> _TASKS_
1) In the comment thread on nursing students, what did the recent graduate's school say students represented whenever they posted on Facebook or similar sites?
2) Retype the comment thread on nursing students from "As nurses and" to "the first place.".
3) Continue the comment thread on nursing students from the point where it stops.
**** SELECTED EXTRACT ****
At 4:39 PM, Anonymous Anonymous said...

I think it was an appropriate punishment IF it was clearly laid out that it was not acceptable. Surely someone, at some point in their schooling at JCCC mentioned to them that it is not ok to post pictures from lab/clinical sites.

As nurses and nursing students, we should be held to higher standards. If we're acting like kids, goofing around and playing facebook instead of learning, then maybe we shouldn't be there in the first place.

I recently graduated from a nursing school in the same area as this story, and it was explicitly explained to us that we represented our school, our profession, and our future jobs whenever we posted on fb or similar sites. They made sure we knew that they would not tolerate that kind of behaviour.

-RNmon (formerly lpnmon)

 
At 10:25 PM, Blogger ema said...

RNmon,

I agree, appropriate punishment IF certain conditions met.

What stood out for me was the fact that a student in her senior year was unclear on confidentiality and path specimens. Also, if accurate, the instructor's actions.
**** MATERIAL SUPPLIED ****
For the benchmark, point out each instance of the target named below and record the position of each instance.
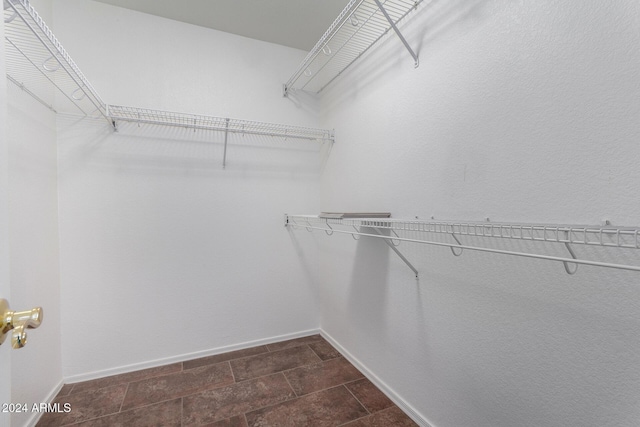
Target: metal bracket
(226, 136)
(402, 257)
(402, 39)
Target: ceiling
(293, 23)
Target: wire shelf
(358, 27)
(194, 121)
(37, 62)
(606, 236)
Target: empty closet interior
(172, 191)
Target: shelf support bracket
(226, 136)
(402, 39)
(402, 257)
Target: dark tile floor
(300, 382)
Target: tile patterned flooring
(299, 382)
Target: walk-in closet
(320, 213)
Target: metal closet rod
(46, 39)
(360, 25)
(223, 124)
(290, 220)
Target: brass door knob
(18, 322)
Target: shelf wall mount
(37, 63)
(603, 236)
(225, 125)
(360, 25)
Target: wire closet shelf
(194, 121)
(36, 62)
(360, 25)
(605, 236)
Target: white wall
(163, 252)
(5, 291)
(33, 236)
(520, 112)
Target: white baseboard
(391, 394)
(35, 416)
(183, 357)
(388, 391)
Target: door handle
(17, 322)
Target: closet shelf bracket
(393, 247)
(610, 237)
(416, 61)
(360, 25)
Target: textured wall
(520, 112)
(33, 241)
(163, 252)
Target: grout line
(358, 400)
(228, 360)
(290, 386)
(232, 374)
(124, 397)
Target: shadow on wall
(169, 150)
(431, 21)
(368, 288)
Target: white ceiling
(294, 23)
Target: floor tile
(86, 405)
(65, 390)
(369, 395)
(319, 376)
(210, 360)
(230, 401)
(126, 378)
(176, 385)
(392, 416)
(324, 350)
(238, 421)
(165, 414)
(294, 342)
(269, 363)
(325, 408)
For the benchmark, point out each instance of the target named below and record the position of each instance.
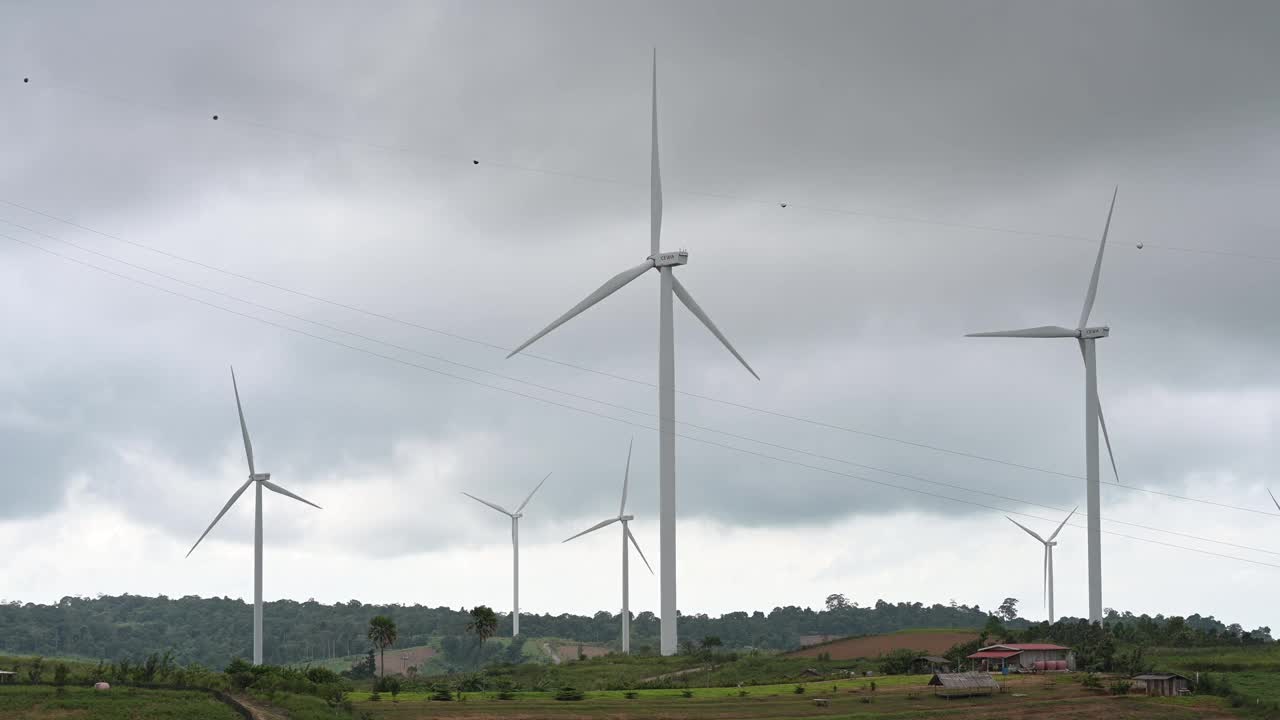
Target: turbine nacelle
(670, 259)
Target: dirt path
(260, 710)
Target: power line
(586, 177)
(607, 404)
(543, 358)
(704, 441)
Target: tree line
(214, 630)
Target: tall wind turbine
(664, 263)
(1087, 337)
(515, 550)
(626, 536)
(260, 481)
(1048, 557)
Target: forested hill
(214, 630)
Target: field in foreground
(1024, 698)
(933, 642)
(41, 702)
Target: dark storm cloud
(979, 114)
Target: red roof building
(1019, 657)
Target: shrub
(568, 693)
(1120, 686)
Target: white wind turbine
(626, 536)
(1086, 337)
(260, 479)
(515, 550)
(1048, 557)
(664, 263)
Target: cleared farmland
(933, 642)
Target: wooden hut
(963, 684)
(1164, 683)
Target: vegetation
(382, 633)
(484, 623)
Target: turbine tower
(664, 263)
(515, 550)
(260, 481)
(1048, 557)
(626, 536)
(1087, 337)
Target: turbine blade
(654, 172)
(626, 475)
(1063, 524)
(531, 493)
(1097, 265)
(1102, 423)
(272, 486)
(593, 528)
(248, 446)
(225, 507)
(1043, 331)
(634, 543)
(702, 315)
(606, 290)
(1046, 575)
(498, 507)
(1031, 532)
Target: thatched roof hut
(963, 684)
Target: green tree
(484, 623)
(1008, 610)
(382, 633)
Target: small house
(1162, 683)
(963, 684)
(929, 664)
(1024, 657)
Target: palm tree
(484, 621)
(382, 633)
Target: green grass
(41, 702)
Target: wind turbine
(260, 479)
(626, 536)
(1086, 337)
(515, 550)
(1048, 557)
(664, 263)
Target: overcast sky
(906, 141)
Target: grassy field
(41, 702)
(895, 697)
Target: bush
(1120, 686)
(568, 693)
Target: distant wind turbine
(664, 263)
(260, 479)
(1086, 337)
(626, 536)
(1048, 557)
(515, 550)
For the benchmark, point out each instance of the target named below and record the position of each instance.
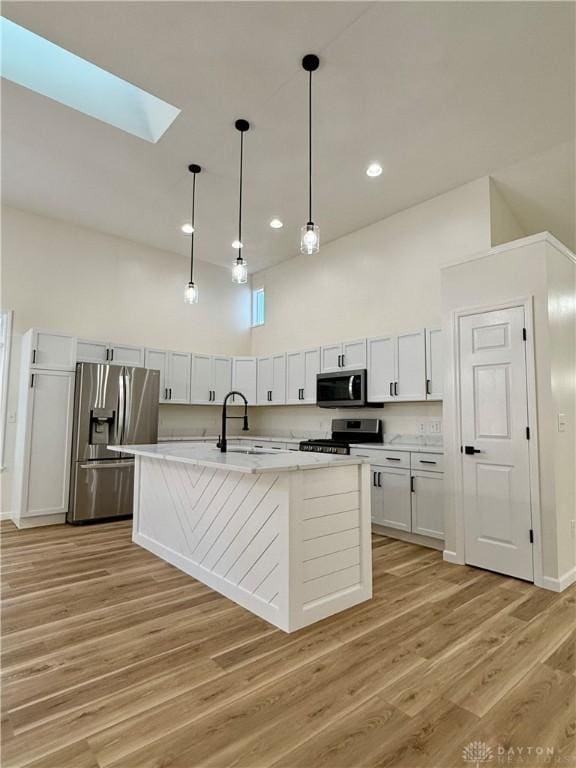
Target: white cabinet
(381, 369)
(47, 349)
(271, 378)
(301, 371)
(91, 351)
(174, 370)
(434, 364)
(42, 455)
(244, 377)
(428, 504)
(348, 355)
(211, 378)
(397, 368)
(391, 497)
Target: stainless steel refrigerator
(113, 405)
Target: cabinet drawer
(384, 457)
(432, 462)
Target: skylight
(36, 63)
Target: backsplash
(298, 420)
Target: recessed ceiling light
(373, 170)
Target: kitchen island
(286, 535)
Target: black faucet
(222, 442)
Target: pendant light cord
(240, 204)
(310, 147)
(192, 233)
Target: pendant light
(191, 290)
(240, 268)
(310, 234)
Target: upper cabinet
(301, 371)
(55, 351)
(244, 377)
(211, 379)
(397, 367)
(348, 355)
(271, 379)
(174, 370)
(90, 351)
(434, 364)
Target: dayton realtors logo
(477, 752)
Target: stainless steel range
(346, 432)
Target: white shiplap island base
(286, 536)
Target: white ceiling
(439, 93)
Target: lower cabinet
(410, 500)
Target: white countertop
(210, 456)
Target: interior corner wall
(504, 226)
(62, 277)
(513, 274)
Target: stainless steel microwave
(342, 389)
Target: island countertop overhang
(233, 461)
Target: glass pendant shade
(240, 271)
(309, 239)
(191, 293)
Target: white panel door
(265, 380)
(179, 366)
(221, 378)
(331, 358)
(122, 354)
(53, 350)
(244, 377)
(201, 385)
(279, 379)
(495, 458)
(428, 504)
(48, 443)
(157, 359)
(312, 369)
(434, 364)
(411, 366)
(88, 351)
(395, 503)
(354, 354)
(381, 369)
(295, 377)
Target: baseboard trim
(451, 557)
(559, 585)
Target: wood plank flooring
(113, 659)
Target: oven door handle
(351, 387)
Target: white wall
(382, 278)
(518, 271)
(62, 277)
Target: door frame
(527, 303)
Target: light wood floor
(113, 659)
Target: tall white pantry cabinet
(44, 431)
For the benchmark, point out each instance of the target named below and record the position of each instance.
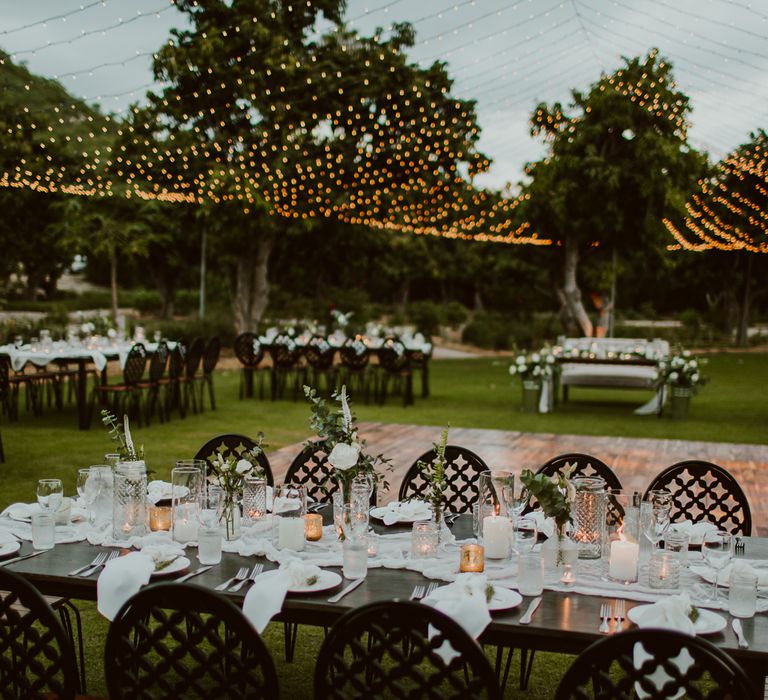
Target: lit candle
(159, 518)
(623, 558)
(496, 537)
(471, 558)
(290, 534)
(313, 527)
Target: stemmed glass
(717, 550)
(50, 493)
(656, 520)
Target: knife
(525, 619)
(186, 577)
(26, 556)
(351, 587)
(736, 625)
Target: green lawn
(733, 407)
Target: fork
(97, 560)
(107, 559)
(257, 569)
(418, 593)
(619, 613)
(605, 615)
(241, 575)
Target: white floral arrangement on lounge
(681, 370)
(535, 366)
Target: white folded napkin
(464, 601)
(670, 613)
(695, 531)
(265, 598)
(545, 525)
(120, 579)
(406, 511)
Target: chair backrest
(194, 356)
(390, 649)
(158, 362)
(248, 350)
(705, 491)
(135, 364)
(319, 353)
(615, 667)
(36, 659)
(211, 354)
(176, 640)
(393, 355)
(462, 469)
(234, 445)
(354, 354)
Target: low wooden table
(564, 623)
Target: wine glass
(526, 533)
(717, 550)
(50, 493)
(656, 518)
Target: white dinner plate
(325, 581)
(9, 548)
(381, 511)
(174, 567)
(504, 599)
(708, 622)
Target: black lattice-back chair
(233, 445)
(355, 357)
(250, 352)
(395, 369)
(176, 640)
(36, 659)
(287, 371)
(210, 360)
(462, 469)
(158, 362)
(192, 362)
(322, 374)
(384, 650)
(124, 397)
(702, 491)
(619, 665)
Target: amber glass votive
(313, 527)
(472, 558)
(159, 518)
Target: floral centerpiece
(434, 476)
(229, 474)
(338, 437)
(556, 497)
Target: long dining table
(564, 622)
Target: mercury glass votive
(313, 527)
(472, 558)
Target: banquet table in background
(566, 621)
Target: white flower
(344, 456)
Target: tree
(619, 163)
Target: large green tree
(619, 162)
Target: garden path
(635, 460)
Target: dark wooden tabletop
(565, 623)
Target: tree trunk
(252, 285)
(113, 279)
(741, 333)
(571, 289)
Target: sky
(507, 54)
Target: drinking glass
(717, 549)
(49, 494)
(656, 520)
(526, 533)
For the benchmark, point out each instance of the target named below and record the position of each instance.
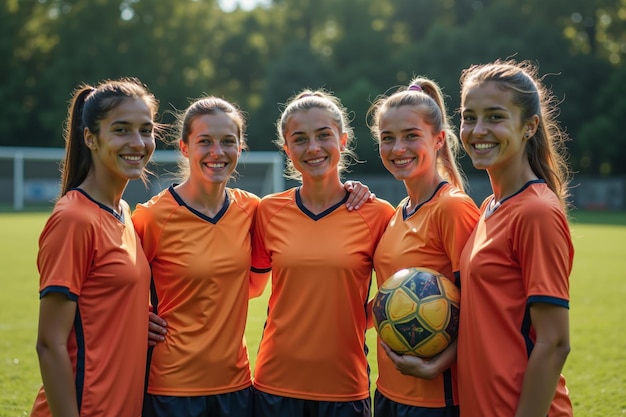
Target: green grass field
(594, 369)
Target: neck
(206, 198)
(506, 183)
(420, 191)
(106, 192)
(318, 196)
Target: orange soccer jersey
(313, 344)
(518, 254)
(93, 256)
(431, 237)
(200, 271)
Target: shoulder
(245, 200)
(278, 199)
(75, 208)
(156, 206)
(536, 202)
(452, 201)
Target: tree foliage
(358, 49)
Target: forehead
(130, 110)
(216, 122)
(403, 115)
(311, 119)
(489, 94)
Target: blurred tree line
(358, 49)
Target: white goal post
(259, 172)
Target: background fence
(37, 184)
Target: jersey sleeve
(543, 245)
(147, 228)
(261, 258)
(66, 249)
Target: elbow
(254, 292)
(563, 352)
(42, 348)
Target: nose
(480, 128)
(137, 140)
(314, 146)
(398, 146)
(216, 150)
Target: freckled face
(313, 143)
(213, 148)
(125, 142)
(492, 131)
(407, 144)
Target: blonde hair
(317, 99)
(200, 107)
(426, 95)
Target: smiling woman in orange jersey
(514, 325)
(94, 277)
(197, 237)
(312, 357)
(418, 146)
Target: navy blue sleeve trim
(548, 300)
(60, 290)
(457, 278)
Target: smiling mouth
(315, 161)
(216, 165)
(132, 158)
(484, 146)
(400, 162)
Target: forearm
(58, 380)
(542, 374)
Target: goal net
(31, 177)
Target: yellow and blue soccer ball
(416, 312)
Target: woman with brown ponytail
(429, 229)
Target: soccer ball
(416, 312)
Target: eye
(495, 116)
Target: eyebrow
(127, 123)
(409, 129)
(299, 132)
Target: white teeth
(482, 146)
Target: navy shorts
(383, 406)
(232, 404)
(268, 405)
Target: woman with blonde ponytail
(429, 229)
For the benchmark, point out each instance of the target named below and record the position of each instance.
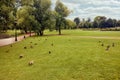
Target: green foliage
(62, 12)
(70, 24)
(42, 9)
(6, 6)
(72, 57)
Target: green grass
(71, 58)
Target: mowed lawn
(65, 57)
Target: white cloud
(92, 8)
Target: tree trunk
(41, 33)
(59, 30)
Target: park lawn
(71, 58)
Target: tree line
(33, 15)
(98, 22)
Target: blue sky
(91, 8)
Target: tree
(100, 20)
(6, 7)
(77, 21)
(42, 9)
(63, 12)
(70, 24)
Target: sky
(92, 8)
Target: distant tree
(101, 21)
(70, 24)
(6, 7)
(63, 12)
(77, 21)
(42, 9)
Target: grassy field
(65, 57)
****
> _YOUR RESPONSES_
1) Their school, their profession, and their future jobs.

2)
As nurses and nursing students, we should be held to higher standards. If we're acting like kids, goofing around and playing facebook instead of learning, then maybe we shouldn't be there in the first place.

3)
 
At 3:58 PM, Anonymous Anonymous said...

The thing is, this time of year, she would only have been in her third semester at JCCC. And may not have had that many opportunities to be around path specimens. So yeah, she was a senior in the sense that she was in the last year, but only a sophomore if you look at it as years attended.

I don't know what class size is like over there, but my senior class had 63 people in it. Unless it was clearly and repeatedly stated, it was easy to miss things. And clinical instructors were not always clear on what was going on at the school proper.